* Text block:
Person stands at a crossroads in dusty landscape. Text reads: "Hartmann Rhodes: What Type of Buyer Is Right For Your Business?"

If you’re a business owner thinking about selling your company—especially if you’re nearing retirement—one of the biggest decisions you'll face is who should buy your business.


You’ve probably heard terms like private equity, strategic buyer, and individual buyer, but what do they mean? And how do they affect the outcome of your exit?


As an M&A advisor—and as someone who’s sold my own business—I’ve worked with all three types of buyers. Each brings a different approach, motivation, and impact on your business, employees, and legacy.

In this post, I’ll explain the differences between private equity firms, strategic buyers, and individual buyers and help you determine which one might be the best fit for your business and goals.

 


Why the Type of Buyer Matters

Before diving in, let’s address the obvious: you want the best price for your business. That’s entirely fair.



But as I often tell my clients, the right buyer doesn’t always offer the biggest headline number. The deal's structure, the cultural fit, and what happens after the sale all matter—especially if you care about your people and legacy.



Understanding the types of buyers in the M&A world helps you:

• Prepare your business to appeal to the right audience

• Set realistic expectations for the sale process

• Choose a deal structure that aligns with your retirement goals

• Protect the legacy you’ve built


Now, let's break it down.



Two men in suits shake hands in a bright office setting. A seated woman smiles nearby. Business atmosphere, with papers and coffee cups on table.
Private equity buyers bring resources, experience—and expectations. Be ready for a sharp, structured deal.

1. Selling to a Private Equity Firm

What is a private equity (PE) firm?

A private equity firm is an investment group that acquires businesses—usually using a mix of investor capital and debt—to grow the company and sell it again at a profit in 3–7 years.


PE firms often focus on companies with revenue of $5 million to $25 million (right in the sweet spot for many of my clients). They're looking for strong cash flow, growth potential, and a management team that can execute.


Why Sell to Private Equity?

Liquidity with a Second Bite at the Apple

Many PE deals involve a partial sale where you roll over some equity into the new entity. This gives you a second chance to profit when the firm sells again down the road—sometimes worth more than the initial sale.

* Entries provided:
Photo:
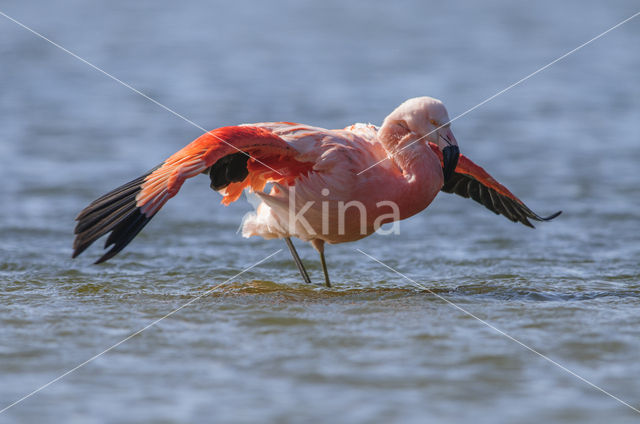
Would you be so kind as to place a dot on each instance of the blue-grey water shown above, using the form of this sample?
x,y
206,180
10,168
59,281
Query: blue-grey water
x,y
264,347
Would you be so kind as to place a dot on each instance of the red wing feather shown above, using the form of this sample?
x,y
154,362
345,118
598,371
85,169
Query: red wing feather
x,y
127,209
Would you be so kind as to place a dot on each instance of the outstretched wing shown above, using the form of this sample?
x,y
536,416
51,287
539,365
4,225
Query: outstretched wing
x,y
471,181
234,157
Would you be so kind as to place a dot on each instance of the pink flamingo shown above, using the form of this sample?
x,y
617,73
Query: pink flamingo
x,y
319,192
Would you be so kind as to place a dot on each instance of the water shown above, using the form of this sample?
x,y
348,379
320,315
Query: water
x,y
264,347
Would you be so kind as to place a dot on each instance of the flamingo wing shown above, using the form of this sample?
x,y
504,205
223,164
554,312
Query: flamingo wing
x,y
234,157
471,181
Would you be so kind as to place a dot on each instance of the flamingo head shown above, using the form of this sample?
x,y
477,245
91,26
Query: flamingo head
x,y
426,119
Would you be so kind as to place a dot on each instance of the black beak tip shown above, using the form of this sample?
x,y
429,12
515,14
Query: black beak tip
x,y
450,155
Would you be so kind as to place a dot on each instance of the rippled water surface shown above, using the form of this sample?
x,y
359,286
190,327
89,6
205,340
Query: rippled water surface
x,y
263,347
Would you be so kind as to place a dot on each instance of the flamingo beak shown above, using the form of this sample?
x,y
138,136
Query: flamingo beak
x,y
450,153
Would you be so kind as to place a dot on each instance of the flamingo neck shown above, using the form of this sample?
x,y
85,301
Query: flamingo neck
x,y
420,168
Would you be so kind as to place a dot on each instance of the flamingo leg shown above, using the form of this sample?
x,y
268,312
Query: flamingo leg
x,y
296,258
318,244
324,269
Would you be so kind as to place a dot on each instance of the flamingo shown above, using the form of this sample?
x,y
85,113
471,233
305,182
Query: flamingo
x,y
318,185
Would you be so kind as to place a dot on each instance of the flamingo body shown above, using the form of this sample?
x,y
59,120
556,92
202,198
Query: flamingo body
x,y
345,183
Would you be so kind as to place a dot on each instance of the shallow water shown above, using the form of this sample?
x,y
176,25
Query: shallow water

* * *

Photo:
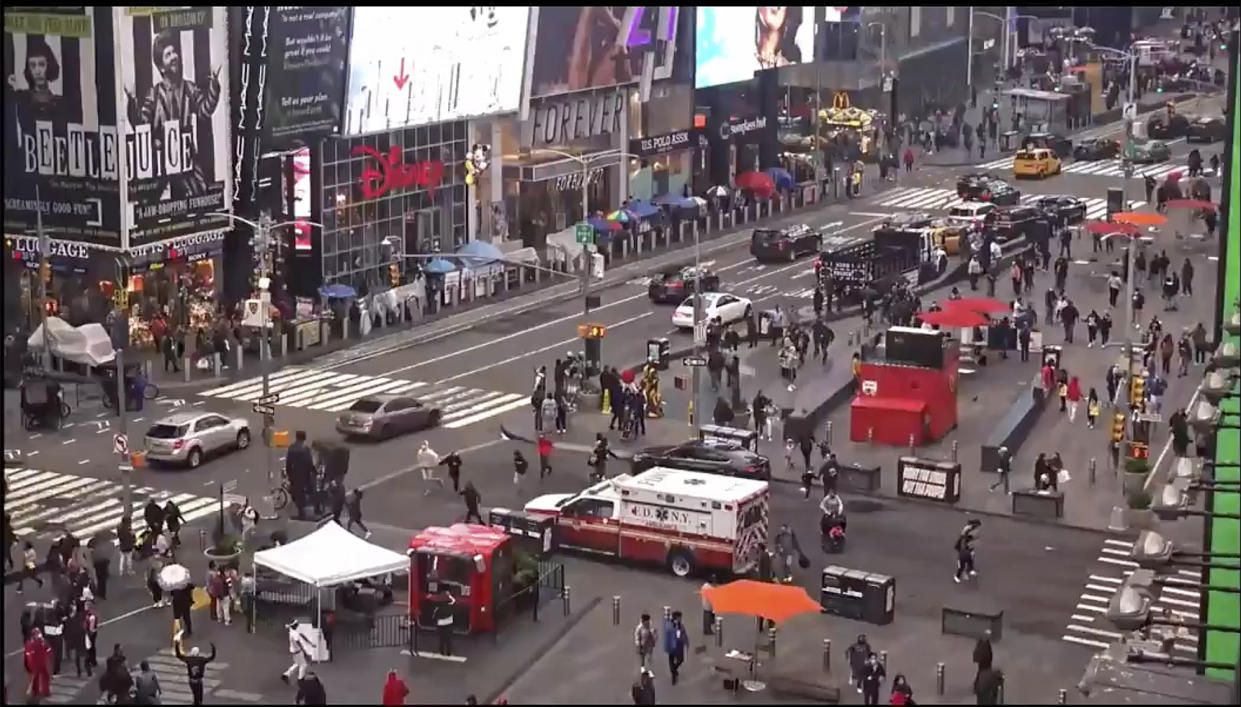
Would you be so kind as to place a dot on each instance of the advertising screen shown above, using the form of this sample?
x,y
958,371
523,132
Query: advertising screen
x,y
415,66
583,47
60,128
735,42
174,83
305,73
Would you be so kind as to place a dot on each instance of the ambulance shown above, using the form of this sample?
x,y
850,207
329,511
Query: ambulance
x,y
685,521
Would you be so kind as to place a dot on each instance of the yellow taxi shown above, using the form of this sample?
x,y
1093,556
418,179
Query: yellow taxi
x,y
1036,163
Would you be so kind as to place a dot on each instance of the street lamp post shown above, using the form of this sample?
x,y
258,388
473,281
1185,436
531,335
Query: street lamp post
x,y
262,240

* What this exercise asks:
(A) Can you print the passage of the post on selling a business from "Before diving in, let’s" to "people and legacy."?
(B) According to the post on selling a business, why can rolling over some equity in a private equity deal pay off for the seller? Answer in one to three sentences.

* Solutions to each task:
(A)
Before diving in, let’s address the obvious: you want the best price for your business. That’s entirely fair.



But as I often tell my clients, the right buyer doesn’t always offer the biggest headline number. The deal's structure, the cultural fit, and what happens after the sale all matter—especially if you care about your people and legacy.

(B) When the seller rolls part of their equity into the new entity, they get a second chance to profit when the private equity firm sells the company again later. That second payout can sometimes be worth more than the initial sale.